### Source records
***

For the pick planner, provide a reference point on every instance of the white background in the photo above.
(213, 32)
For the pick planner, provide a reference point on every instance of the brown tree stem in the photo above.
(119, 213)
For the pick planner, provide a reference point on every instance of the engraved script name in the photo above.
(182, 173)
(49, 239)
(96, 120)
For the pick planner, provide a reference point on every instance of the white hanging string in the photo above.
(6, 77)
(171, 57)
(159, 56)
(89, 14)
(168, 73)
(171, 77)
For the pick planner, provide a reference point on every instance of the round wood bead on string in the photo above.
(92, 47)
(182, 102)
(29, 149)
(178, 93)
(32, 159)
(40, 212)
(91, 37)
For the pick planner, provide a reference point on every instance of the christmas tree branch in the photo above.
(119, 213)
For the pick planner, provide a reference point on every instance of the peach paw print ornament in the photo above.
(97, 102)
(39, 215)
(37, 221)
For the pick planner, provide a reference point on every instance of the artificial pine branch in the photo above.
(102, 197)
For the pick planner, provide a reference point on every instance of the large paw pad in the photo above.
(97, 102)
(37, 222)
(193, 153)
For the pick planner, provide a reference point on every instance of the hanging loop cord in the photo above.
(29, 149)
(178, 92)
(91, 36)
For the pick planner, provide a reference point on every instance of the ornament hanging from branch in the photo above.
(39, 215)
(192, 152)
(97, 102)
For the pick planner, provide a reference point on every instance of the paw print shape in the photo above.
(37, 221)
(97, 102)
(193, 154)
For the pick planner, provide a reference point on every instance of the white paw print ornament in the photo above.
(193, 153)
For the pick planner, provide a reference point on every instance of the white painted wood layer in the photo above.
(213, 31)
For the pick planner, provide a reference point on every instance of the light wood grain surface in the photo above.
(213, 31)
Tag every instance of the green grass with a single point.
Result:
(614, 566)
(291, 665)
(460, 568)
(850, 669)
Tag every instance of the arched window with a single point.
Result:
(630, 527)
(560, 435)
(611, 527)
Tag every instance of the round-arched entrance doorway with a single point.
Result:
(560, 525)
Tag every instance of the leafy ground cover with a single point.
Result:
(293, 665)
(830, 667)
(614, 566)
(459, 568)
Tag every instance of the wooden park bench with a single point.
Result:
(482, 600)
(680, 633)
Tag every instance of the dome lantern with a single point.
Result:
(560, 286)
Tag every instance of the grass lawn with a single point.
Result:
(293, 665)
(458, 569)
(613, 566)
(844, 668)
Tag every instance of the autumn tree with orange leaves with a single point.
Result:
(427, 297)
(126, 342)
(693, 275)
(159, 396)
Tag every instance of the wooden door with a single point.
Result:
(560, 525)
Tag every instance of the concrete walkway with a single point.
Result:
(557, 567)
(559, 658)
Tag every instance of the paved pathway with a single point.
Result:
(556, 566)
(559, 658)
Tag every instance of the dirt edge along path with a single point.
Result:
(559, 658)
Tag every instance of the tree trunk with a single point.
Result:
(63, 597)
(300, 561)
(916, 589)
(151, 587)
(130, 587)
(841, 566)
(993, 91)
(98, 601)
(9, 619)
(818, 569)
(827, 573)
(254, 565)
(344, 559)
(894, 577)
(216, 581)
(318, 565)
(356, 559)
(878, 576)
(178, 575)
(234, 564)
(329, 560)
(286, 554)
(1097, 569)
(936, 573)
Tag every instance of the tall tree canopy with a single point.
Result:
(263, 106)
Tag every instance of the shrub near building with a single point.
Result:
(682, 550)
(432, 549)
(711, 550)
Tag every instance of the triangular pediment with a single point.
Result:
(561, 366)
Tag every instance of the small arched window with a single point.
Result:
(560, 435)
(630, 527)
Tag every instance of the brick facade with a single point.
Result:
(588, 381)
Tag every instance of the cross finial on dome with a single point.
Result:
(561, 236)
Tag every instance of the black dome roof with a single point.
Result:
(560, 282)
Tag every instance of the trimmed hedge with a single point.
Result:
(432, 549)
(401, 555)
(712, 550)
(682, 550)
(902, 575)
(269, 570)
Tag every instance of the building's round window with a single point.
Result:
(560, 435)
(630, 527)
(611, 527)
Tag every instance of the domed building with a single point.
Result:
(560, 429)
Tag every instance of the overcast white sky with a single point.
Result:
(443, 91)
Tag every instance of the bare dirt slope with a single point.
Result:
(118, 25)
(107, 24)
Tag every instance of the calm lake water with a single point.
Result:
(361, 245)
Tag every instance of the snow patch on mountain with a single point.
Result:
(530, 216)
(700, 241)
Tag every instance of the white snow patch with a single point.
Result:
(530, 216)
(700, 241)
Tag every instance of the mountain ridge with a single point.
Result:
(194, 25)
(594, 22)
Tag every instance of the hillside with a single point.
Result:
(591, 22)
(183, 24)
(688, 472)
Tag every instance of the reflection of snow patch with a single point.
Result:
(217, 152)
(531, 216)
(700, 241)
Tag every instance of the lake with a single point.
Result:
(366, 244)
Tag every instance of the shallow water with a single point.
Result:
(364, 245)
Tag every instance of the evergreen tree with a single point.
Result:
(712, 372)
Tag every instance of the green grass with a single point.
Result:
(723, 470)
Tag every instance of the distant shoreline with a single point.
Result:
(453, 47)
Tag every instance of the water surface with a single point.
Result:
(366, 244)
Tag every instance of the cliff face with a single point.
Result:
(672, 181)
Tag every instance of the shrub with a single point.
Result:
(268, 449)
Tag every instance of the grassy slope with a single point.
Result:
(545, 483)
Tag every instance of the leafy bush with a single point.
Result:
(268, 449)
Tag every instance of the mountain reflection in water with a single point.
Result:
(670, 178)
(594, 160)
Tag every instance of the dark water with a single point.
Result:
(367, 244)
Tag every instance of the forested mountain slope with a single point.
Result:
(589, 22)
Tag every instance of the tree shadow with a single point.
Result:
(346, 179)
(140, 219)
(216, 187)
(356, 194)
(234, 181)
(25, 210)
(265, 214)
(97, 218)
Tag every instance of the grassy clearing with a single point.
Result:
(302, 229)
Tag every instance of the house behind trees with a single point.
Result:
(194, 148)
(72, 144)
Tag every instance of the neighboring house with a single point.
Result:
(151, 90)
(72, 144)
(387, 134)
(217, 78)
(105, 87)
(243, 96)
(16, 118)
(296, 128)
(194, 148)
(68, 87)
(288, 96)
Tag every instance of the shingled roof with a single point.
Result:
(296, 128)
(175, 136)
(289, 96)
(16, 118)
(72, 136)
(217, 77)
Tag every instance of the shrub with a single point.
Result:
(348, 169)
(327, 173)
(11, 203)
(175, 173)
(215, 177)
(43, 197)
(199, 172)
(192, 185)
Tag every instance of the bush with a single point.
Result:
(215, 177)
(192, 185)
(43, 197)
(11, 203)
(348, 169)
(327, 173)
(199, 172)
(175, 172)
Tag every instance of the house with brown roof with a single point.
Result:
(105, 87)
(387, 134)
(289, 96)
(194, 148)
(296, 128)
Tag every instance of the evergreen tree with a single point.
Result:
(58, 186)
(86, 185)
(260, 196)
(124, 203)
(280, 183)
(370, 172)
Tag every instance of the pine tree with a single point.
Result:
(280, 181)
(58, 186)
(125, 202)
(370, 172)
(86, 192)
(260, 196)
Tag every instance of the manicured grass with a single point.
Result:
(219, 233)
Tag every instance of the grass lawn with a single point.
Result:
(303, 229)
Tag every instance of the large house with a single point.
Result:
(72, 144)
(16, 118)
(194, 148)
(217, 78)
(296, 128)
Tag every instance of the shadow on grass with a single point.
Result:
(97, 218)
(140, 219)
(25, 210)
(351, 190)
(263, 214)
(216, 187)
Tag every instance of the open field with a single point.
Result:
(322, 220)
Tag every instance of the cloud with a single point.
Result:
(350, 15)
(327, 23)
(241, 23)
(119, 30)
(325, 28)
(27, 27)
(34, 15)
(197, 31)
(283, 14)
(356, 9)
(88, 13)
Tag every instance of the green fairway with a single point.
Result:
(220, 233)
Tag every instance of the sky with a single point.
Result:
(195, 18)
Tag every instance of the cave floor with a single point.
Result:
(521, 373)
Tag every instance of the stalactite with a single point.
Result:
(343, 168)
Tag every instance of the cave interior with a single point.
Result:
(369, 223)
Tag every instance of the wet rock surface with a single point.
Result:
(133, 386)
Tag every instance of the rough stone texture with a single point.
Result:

***

### What you are asked to do
Convert the stretch from the line containing "Tag every instance of the open" through the end of the records into a Markdown table with the columns Number and Line, one row for each line, skipping blank lines.

### Written solution
| Number | Line |
|---|---|
| 1 | Tag every instance of the open field with a single point. |
| 2 | Result: |
| 3 | (322, 220) |
| 4 | Tag every instance of the cloud with a single point. |
| 5 | Result: |
| 6 | (350, 15) |
| 7 | (327, 23) |
| 8 | (241, 23) |
| 9 | (119, 30) |
| 10 | (325, 28) |
| 11 | (27, 27) |
| 12 | (34, 15) |
| 13 | (197, 31) |
| 14 | (283, 14) |
| 15 | (356, 9) |
| 16 | (88, 13) |
| 17 | Tag every instance of the green fairway with a single point. |
| 18 | Result: |
| 19 | (220, 233) |
| 20 | Tag every instance of the sky with a single point. |
| 21 | Result: |
| 22 | (195, 18) |
| 23 | Tag every instance of the cave floor with a single point. |
| 24 | Result: |
| 25 | (521, 373) |
| 26 | Tag every instance of the stalactite with a single point. |
| 27 | Result: |
| 28 | (343, 168) |
| 29 | Tag every instance of the cave interior with a single point. |
| 30 | Result: |
| 31 | (369, 223) |
| 32 | Tag every instance of the wet rock surface with a single point. |
| 33 | Result: |
| 34 | (133, 386) |
| 35 | Tag every instance of the rough stone texture with a single point. |
| 36 | Result: |